▶ _Task details_:
Express the records as a two-column CSV with the headers instruction and response, one row per record: its text goes in the first field and its answer in the second. Quote each field and replace line breaks with spaces. Begin at the line that contains "task: segment each instance of the bald eagle" and stop after the last of the records.

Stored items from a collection
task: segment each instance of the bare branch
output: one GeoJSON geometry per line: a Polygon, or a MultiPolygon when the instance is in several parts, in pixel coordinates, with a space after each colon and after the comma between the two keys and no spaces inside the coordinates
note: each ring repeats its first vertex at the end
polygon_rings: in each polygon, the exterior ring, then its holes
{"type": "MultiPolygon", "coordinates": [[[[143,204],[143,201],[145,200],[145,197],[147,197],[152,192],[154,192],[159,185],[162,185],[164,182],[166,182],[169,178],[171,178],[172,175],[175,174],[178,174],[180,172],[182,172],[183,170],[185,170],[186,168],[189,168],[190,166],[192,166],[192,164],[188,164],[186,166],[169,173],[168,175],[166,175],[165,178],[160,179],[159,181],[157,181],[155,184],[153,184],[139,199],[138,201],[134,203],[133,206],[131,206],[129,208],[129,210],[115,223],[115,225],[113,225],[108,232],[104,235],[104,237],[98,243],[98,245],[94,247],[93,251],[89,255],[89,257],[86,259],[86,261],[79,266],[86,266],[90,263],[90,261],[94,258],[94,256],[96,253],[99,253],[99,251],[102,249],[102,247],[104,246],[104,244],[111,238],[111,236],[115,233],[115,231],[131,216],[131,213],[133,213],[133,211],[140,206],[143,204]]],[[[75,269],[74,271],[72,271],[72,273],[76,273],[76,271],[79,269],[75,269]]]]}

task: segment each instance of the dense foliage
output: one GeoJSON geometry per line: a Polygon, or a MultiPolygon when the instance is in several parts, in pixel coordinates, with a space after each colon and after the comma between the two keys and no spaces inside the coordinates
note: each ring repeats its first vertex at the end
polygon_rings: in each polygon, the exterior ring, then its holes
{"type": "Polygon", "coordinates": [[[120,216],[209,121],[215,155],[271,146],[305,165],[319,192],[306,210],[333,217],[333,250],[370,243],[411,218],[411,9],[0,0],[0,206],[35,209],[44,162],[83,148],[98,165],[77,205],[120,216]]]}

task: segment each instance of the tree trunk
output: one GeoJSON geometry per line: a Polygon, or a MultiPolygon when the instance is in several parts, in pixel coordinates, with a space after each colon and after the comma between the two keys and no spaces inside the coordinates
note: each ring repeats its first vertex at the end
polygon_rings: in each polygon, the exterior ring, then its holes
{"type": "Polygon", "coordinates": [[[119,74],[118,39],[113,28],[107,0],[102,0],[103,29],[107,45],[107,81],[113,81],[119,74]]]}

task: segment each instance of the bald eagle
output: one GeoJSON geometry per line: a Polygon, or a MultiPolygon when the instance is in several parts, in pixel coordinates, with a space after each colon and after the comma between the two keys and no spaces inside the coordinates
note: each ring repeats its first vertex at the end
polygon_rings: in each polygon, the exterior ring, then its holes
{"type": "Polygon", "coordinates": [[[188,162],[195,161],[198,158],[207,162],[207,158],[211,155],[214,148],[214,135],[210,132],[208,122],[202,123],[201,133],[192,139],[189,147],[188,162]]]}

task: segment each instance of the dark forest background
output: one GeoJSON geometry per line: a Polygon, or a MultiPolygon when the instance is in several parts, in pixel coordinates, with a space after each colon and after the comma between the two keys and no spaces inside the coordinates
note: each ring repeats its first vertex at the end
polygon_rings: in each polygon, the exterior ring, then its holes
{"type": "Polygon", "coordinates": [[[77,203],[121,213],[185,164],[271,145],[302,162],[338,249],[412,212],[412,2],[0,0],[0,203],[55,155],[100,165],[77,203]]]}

▶ _Exercise result_:
instruction,response
"task: segment each instance of the bald eagle output: one GeoJSON geometry per line: a Polygon, or a MultiPolygon when the instance is in several parts, in pixel coordinates, with a space after each colon and after the comma between the two keys and no spaces inside the coordinates note: each ring repeats its first vertex at the end polygon_rings: in each polygon, the exterior ring, then its holes","{""type"": ""Polygon"", ""coordinates"": [[[188,162],[195,161],[198,158],[207,162],[207,158],[211,155],[214,148],[214,135],[210,132],[208,122],[202,123],[201,133],[192,139],[189,147],[188,162]]]}"
"task: segment each instance of the dark forest background output: one GeoJSON geometry per line: a Polygon, or a MultiPolygon when the instance is in several parts, in pixel coordinates, with a space after each colon and after the comma between the two keys and no spaces inside the coordinates note: each ring repeats its first vertex at the end polygon_rings: in each polygon, the exterior ring, then its holes","{""type"": ""Polygon"", ""coordinates"": [[[77,203],[121,213],[185,164],[271,145],[302,162],[338,249],[412,212],[412,2],[0,0],[0,203],[55,155],[100,165],[77,203]]]}"